Exercise 1
Show each line of the records that contains the word "Query".

On 6/12/22 18:40, Paul E. McKenney wrote:
>> Do these reserved memory regions really need to be allocated separately?
>> (For example, are they really all non-contiguous?  If not, that is, if
>> there are a lot of contiguous memory regions, could you sort the IORT
>> by address and do one ioctl() for each set of contiguous memory regions?)
>>
>> Are all of these reserved memory regions set up before init is spawned?
>>
>> Are all of these reserved memory regions set up while there is only a
>> single vCPU up and running?
>>
>> Is the SRCU grace period really needed in this case?  (I freely confess
>> to not being all that familiar with KVM.)
> 
> Oh, and there was a similar many-requests problem with networking many
> years ago.  This was solved by adding a new syscall/ioctl()/whatever
> that permitted many requests to be presented to the kernel with a single
> system call.
> 
> Could a new ioctl() be introduced that requested a large number
> of these memory regions in one go so as to make each call to
> synchronize_rcu_expedited() cover a useful fraction of your 9000+
> requests?  Adding a few of the KVM guys on CC for their thoughts.

Unfortunately not.  Apart from this specific case, in general the calls 
to KVM_SET_USER_MEMORY_REGION are triggered by writes to I/O registers 
in the guest, and those writes then map to a ioctl.  Typically the guest 
sets up a device at a time, and each setup step causes a 
synchronize_srcu()---and expedited at that.

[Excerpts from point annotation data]
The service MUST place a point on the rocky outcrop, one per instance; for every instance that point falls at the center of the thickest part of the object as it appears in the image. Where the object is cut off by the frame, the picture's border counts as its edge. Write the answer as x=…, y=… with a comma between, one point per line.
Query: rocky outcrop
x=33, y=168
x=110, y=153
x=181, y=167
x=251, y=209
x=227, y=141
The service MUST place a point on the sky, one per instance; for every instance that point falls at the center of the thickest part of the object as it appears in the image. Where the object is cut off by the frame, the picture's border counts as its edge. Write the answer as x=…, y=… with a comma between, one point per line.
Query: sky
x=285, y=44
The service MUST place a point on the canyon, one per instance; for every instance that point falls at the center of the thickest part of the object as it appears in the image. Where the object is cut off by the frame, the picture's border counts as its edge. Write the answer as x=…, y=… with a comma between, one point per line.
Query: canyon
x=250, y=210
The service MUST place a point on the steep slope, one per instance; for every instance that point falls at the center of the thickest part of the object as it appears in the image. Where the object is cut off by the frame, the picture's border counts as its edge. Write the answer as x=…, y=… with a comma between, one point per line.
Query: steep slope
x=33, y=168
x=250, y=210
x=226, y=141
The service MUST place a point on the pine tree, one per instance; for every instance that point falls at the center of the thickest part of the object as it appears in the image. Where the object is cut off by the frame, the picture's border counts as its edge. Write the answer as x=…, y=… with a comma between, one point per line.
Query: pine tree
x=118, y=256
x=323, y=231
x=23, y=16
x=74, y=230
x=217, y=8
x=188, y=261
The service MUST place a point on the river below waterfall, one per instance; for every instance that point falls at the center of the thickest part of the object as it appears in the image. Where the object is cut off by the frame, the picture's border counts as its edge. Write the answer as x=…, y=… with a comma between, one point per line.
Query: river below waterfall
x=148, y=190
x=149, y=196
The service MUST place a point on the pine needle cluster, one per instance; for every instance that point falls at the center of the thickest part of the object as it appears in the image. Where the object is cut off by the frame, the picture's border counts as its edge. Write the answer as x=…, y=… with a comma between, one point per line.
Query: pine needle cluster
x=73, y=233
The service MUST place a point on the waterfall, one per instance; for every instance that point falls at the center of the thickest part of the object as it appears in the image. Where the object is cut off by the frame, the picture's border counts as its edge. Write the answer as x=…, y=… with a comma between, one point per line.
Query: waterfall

Exercise 2
Retype part of the thread on KVM memory regions above, starting at the words "On 6/12/22 18:40, Paul" and stopping after "familiar with KVM.)".

Answer 1
Query: rocky outcrop
Query: sky
Query: canyon
Query: steep slope
Query: pine tree
Query: river below waterfall
Query: pine needle cluster
Query: waterfall

Answer 2
On 6/12/22 18:40, Paul E. McKenney wrote:
>> Do these reserved memory regions really need to be allocated separately?
>> (For example, are they really all non-contiguous?  If not, that is, if
>> there are a lot of contiguous memory regions, could you sort the IORT
>> by address and do one ioctl() for each set of contiguous memory regions?)
>>
>> Are all of these reserved memory regions set up before init is spawned?
>>
>> Are all of these reserved memory regions set up while there is only a
>> single vCPU up and running?
>>
>> Is the SRCU grace period really needed in this case?  (I freely confess
>> to not being all that familiar with KVM.)